- _Supplied passage_
These pages of notes, written by African American leader and educator Booker T. Washington, are not fully developed texts but are likely either speaking points for speeches or points to stress in reports. A few can be tied to specific speeches Washington gave in the mid-1890s, but many refer to anecdotes or themes that he used in multiple speeches over a lifetime of addressing black and white audiences.
Washington’s approach to the path for African Americans to rise out of the miseries of slavery was more gradual than that of other African American leaders and aimed for accommodation to white hostility, fearing that the more confrontational methods espoused by others would lead to disaster for his race. The educational institutions and business organizations he nurtured created a more confident and capable generation of leaders who led African Americans to demand equal political and civil rights in the mid-twentieth century.
BOOKER T. WASHINGTON.
Autograph Manuscript Documents, Notes for Speeches or Reports, ca. 1890-1915. Several pages are written on blank or verso of
“Tuskegee Normal and Industrial Institute” letterhead and one is on the verso of
“Grand Union Hotel” stationery from New York City. 17 pp., 5¾ x 8½ in. to 8½ x 11 in.

Entries pointing to labeled objects
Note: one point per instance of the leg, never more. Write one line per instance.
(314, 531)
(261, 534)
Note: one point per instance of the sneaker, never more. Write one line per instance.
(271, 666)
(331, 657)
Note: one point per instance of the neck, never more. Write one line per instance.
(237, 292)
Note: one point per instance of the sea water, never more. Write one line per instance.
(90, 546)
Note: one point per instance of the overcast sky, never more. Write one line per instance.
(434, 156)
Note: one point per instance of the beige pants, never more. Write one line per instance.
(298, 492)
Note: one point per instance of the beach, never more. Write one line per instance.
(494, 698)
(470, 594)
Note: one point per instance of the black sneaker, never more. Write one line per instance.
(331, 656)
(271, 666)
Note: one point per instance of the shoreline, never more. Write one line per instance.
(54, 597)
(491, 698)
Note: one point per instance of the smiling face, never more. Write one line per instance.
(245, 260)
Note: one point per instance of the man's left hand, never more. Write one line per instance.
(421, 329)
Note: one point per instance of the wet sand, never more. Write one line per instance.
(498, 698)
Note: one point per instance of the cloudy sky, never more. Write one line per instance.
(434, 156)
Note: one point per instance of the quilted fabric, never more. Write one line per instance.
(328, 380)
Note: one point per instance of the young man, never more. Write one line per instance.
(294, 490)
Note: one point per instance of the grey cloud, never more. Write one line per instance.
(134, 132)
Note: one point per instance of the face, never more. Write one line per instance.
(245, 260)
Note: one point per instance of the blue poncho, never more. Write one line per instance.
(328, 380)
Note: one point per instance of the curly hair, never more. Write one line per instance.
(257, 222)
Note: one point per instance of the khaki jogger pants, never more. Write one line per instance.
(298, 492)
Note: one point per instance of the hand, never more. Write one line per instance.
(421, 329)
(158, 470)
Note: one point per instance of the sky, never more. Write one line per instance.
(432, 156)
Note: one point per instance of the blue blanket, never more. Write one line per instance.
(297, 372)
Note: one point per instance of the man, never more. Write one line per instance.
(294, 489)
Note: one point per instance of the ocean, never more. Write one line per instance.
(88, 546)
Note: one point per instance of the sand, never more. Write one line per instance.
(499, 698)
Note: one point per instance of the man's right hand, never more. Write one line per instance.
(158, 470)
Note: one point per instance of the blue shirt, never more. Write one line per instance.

- _Tasks_
- 1) According to the description of Booker T. Washington's notes, on which hotel's stationery is one page written?
- 2) Repeat word for word the part of the description of Booker T. Washington's notes from "Autograph Manuscript Documents, Notes" up to and including "8½ x 11 in.".
- 3) Write the next part of the description of Booker T. Washington's notes, picking up after its last line.

- _Answers in order_
- 1) One page is written on the back of Grand Union Hotel stationery from New York City.

- 2)
Autograph Manuscript Documents, Notes for Speeches or Reports, ca. 1890-1915. Several pages are written on blank or verso of
“Tuskegee Normal and Industrial Institute” letterhead and one is on the verso of
“Grand Union Hotel” stationery from New York City. 17 pp., 5¾ x 8½ in. to 8½ x 11 in.

- 3)
Inventory #27518
Price: $11,000
Excerpts
“Mind and matter in Industrial Education”
“Tendency toward matter. / Kindergarten &c. / Ind. Ed—mind applied to matter—Conquering forces of nature / more mind more matter”
“Educational Power of Ind. Ed. / Not for less but for its use. / What to do with that thing, Not what is Known”
“Liberia—No common schools, No roads, Pointless boy / Liberian student, / Studying oratory”
Washington delivered a speech entitled “Mind and Matter” before the Alabama State Teachers’ Association in Selma on June 5, 1895.
“It is said that the strongest chain is no stronger than its weakest link.”
“In the Southern part of our Country are 20,000,000 of your brethern who are bound to you and to whom you are bound with a indisoluble cord from you can not separate yourselves if you would. / (Aim should be to reach lowest) / Negro can be anything.”
“two ways of exerting ones strength / Friendship of south”
“quote from recent report, / Justice, / Teach children to be helpful & kind.”
“stick to Tuskegee plan. / Influence of Negro leaders”
During a speech to the National Education Association in St. Louis on June 30, 1904, Washington, said, “There are two ways of exerting one’s strength; one in pushing down, the other in pulling up. It is a sign of the highest civilization when individuals reach that point where their strength is used in pulling every human soul up to the very highest point of its usefulness and service.”[1] The first sentence became an oft-repeated inspirational quotation.
“Trustee meeting / Land sale”
“Lease land. / New trustees”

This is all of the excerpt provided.